* Aim
Copy out the data below verbatim, beginning at the line that contains "Every instance of the yellow warning" and continuing through the line that contains "85), (188, 80)]", with both of those lines included.

[Excerpts from a point labeling dataset]
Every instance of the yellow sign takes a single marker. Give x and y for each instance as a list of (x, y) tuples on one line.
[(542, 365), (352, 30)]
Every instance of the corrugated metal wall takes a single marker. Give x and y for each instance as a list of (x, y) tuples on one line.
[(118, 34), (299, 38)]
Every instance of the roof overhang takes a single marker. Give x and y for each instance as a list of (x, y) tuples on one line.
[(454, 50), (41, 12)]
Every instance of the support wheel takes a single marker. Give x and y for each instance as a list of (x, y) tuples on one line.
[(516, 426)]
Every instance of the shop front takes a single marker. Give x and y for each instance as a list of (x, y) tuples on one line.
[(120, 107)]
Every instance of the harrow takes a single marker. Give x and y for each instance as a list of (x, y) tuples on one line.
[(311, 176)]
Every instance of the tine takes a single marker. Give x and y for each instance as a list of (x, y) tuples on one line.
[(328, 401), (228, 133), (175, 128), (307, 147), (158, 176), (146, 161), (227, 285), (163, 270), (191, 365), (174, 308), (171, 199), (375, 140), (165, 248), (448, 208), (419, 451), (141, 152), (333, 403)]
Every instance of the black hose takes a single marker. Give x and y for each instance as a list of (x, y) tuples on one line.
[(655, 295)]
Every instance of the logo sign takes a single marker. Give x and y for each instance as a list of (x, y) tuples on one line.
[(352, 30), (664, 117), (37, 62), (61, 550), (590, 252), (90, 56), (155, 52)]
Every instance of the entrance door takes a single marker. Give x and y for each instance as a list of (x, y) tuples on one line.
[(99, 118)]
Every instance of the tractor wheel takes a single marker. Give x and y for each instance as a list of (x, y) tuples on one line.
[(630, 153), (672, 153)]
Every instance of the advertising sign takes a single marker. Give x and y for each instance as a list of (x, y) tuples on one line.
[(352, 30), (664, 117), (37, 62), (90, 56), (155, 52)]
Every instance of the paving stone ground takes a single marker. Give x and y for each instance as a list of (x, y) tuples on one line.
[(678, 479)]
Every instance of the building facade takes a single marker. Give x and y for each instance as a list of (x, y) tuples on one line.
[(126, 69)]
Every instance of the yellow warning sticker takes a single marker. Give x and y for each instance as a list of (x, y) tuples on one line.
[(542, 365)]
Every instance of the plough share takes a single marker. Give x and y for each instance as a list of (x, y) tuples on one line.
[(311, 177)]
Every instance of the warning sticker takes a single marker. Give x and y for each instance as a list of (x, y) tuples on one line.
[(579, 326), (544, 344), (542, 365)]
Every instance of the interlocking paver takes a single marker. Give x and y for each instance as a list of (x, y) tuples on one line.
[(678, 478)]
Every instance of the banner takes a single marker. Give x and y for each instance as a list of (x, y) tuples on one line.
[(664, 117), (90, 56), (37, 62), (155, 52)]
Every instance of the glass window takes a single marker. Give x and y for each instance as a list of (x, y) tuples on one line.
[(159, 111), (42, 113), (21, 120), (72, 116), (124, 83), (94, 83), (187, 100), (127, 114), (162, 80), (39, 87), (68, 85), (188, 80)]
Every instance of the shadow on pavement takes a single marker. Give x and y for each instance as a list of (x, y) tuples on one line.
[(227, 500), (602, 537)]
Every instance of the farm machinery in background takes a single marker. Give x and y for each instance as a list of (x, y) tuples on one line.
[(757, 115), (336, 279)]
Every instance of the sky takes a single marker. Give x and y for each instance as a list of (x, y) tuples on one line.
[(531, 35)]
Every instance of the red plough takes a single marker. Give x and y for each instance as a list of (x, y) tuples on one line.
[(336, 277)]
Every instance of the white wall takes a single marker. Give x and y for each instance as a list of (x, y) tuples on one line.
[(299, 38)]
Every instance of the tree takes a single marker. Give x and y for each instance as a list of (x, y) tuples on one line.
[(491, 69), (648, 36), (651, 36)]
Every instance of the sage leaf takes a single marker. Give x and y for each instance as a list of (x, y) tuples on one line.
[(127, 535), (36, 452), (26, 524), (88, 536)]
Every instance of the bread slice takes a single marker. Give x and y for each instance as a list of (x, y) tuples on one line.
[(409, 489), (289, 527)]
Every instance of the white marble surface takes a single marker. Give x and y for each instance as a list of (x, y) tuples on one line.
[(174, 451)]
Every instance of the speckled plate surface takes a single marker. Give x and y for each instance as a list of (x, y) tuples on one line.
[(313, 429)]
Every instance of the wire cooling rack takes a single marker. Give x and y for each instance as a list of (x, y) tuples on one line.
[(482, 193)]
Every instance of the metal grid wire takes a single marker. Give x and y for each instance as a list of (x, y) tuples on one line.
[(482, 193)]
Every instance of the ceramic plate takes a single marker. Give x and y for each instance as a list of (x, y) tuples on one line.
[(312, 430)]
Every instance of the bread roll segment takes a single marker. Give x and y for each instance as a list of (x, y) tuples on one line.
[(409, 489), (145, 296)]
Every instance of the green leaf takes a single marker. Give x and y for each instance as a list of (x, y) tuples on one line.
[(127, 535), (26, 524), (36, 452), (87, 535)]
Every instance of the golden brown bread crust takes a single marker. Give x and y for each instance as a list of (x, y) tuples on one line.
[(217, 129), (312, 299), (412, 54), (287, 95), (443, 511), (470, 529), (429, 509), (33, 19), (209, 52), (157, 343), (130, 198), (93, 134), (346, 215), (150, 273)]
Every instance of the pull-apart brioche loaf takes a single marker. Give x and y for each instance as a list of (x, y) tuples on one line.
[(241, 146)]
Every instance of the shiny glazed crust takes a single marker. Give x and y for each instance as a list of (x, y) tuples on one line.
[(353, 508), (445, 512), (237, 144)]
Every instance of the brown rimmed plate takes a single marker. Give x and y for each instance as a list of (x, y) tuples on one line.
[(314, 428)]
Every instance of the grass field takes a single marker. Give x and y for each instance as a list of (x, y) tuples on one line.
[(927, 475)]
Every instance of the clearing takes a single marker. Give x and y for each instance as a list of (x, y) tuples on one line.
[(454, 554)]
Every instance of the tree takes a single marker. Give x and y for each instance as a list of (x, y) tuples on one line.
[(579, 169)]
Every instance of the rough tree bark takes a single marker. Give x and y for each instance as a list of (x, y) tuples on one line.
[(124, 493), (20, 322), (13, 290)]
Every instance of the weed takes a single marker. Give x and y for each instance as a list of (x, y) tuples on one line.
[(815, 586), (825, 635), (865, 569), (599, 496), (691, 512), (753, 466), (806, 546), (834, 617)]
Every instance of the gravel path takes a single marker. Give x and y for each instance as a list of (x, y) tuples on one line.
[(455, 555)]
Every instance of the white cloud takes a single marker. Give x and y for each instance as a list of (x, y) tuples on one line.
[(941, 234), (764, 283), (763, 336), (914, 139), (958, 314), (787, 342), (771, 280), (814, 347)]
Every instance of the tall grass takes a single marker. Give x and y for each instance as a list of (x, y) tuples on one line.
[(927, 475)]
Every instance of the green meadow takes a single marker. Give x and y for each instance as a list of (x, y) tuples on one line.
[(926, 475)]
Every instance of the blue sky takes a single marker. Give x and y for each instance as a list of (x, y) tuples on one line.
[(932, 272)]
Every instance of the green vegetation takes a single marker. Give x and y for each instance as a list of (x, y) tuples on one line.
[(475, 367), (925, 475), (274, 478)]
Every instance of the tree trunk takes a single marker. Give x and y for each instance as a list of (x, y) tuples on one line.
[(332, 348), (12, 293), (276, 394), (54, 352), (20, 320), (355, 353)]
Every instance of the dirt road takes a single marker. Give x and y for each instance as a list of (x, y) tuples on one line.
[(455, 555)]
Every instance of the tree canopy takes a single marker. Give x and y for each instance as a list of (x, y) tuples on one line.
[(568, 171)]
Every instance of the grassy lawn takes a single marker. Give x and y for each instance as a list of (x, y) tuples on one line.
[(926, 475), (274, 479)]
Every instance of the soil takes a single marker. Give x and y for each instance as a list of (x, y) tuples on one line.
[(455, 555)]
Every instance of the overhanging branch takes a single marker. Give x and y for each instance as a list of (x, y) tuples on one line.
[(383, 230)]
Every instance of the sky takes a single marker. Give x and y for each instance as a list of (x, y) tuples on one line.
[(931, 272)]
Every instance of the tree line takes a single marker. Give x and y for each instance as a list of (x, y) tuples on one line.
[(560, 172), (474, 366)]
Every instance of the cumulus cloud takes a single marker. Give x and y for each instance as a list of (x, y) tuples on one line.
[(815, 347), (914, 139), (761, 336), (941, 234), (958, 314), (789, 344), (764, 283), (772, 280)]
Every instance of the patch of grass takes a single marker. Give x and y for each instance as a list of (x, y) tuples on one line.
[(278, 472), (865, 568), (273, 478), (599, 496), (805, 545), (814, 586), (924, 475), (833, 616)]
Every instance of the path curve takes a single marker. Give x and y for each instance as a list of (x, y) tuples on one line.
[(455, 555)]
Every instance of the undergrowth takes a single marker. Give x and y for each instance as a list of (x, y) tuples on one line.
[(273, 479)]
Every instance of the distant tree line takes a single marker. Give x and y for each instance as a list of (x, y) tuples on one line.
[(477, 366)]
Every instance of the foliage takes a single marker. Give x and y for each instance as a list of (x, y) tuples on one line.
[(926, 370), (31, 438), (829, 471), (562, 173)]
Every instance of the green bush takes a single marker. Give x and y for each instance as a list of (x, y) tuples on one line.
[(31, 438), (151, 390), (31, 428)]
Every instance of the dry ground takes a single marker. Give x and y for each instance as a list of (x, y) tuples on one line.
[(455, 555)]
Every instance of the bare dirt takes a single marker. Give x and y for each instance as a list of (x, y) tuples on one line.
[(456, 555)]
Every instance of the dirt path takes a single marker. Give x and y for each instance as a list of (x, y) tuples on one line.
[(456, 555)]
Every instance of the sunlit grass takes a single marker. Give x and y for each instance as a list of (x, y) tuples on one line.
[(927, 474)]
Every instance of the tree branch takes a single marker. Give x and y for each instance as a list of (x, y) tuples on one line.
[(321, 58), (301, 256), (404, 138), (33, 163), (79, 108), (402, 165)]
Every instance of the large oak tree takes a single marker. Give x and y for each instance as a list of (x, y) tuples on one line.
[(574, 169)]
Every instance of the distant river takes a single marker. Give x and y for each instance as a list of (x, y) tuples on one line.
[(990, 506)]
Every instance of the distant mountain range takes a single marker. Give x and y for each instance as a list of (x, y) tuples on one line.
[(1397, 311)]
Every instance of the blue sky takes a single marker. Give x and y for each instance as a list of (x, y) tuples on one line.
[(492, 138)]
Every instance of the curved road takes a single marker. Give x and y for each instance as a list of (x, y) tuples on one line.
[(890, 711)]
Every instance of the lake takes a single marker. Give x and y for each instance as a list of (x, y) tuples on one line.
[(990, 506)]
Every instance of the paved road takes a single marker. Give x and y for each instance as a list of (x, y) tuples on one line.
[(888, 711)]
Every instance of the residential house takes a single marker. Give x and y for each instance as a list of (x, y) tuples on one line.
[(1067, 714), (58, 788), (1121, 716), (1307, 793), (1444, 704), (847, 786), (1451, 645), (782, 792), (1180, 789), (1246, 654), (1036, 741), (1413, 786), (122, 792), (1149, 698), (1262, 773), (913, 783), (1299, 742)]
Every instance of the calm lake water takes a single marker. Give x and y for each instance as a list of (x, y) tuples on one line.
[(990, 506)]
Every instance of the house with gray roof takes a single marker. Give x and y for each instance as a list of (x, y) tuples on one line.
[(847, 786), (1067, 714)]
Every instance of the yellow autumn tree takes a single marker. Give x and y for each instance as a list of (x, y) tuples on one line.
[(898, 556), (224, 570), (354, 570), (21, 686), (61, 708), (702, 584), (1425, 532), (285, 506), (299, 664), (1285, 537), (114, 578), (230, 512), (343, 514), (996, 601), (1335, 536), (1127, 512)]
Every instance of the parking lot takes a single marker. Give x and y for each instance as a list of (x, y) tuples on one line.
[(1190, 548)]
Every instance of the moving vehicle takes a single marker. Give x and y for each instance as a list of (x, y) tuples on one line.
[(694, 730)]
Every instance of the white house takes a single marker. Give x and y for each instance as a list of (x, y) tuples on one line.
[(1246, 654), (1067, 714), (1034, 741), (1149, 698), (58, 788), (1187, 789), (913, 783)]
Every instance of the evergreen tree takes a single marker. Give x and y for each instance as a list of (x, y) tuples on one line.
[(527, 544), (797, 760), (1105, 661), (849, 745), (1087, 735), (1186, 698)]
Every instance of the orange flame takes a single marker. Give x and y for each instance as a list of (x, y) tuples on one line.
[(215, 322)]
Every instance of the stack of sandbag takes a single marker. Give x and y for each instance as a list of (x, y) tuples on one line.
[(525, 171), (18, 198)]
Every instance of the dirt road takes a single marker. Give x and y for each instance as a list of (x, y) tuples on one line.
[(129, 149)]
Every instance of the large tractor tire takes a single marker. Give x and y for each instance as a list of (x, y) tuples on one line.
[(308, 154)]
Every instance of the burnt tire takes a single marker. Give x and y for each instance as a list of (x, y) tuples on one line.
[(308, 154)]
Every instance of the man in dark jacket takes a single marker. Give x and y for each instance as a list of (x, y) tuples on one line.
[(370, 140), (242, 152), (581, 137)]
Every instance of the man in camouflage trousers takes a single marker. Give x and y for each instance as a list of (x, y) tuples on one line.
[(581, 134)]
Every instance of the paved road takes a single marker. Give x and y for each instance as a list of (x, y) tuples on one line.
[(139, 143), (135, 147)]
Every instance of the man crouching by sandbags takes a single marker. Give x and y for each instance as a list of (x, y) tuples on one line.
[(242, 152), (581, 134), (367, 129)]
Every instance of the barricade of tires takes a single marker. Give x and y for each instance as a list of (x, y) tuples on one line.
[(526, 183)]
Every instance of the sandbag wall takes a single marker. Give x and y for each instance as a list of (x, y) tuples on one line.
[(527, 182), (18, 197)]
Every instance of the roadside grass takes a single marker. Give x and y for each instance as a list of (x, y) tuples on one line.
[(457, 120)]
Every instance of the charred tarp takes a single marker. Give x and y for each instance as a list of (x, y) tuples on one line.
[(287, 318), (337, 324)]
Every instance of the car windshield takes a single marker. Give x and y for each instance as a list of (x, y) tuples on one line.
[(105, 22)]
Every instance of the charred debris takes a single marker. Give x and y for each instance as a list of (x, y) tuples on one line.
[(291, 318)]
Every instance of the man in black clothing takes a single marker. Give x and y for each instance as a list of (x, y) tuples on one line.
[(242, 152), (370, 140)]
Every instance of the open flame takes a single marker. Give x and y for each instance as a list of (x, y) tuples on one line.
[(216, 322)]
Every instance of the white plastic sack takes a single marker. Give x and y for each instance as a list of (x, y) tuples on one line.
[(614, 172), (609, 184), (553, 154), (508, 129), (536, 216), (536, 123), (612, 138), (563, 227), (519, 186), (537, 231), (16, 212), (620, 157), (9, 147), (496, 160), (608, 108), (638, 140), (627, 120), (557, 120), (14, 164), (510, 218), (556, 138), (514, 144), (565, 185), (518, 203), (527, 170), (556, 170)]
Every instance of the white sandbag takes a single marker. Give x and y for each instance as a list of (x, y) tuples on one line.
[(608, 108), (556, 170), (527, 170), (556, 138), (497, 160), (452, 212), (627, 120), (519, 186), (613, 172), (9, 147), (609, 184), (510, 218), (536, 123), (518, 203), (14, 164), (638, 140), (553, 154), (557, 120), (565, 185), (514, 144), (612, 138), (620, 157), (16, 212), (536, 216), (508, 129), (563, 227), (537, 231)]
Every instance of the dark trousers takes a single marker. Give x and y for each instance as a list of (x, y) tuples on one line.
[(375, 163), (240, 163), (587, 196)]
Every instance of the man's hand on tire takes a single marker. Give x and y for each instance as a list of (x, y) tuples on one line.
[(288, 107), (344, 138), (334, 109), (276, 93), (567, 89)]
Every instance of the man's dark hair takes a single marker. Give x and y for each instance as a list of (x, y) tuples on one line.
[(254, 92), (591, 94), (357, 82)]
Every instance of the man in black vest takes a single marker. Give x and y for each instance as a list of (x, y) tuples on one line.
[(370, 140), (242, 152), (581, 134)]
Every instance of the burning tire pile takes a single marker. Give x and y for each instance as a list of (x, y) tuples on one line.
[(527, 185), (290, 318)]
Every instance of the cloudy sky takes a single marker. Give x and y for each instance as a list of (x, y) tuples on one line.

* Right answer
Every instance of the yellow warning sticker takes a single marker. Give x and y for each instance as a list of (x, y) tuples on one line.
[(542, 365)]
Every instance of the plough share takes a single marker. Give x and y for each instance as a list of (x, y) tuples on one line.
[(311, 177)]
Every instance of the warning sticker takes a single marker. Give x and y for each instance as a list of (x, y) tuples on one line.
[(579, 326), (544, 344), (542, 365)]
Every instance of the interlocking paver takes a single marker. Give x and y for each instance as a list of (x, y) tuples on one line.
[(678, 478)]
Every instance of the banner takes a single marker. Give x and y for each instance as a list of (x, y) tuples on one line.
[(664, 117), (90, 56), (37, 62), (155, 52)]
Every instance of the glass window takes a single marker. Give x and y for each instance as a list of (x, y) tuples on one line.
[(159, 111), (42, 113), (21, 120), (72, 116), (124, 83), (94, 83), (187, 100), (127, 114), (162, 80), (39, 87), (68, 85), (188, 80)]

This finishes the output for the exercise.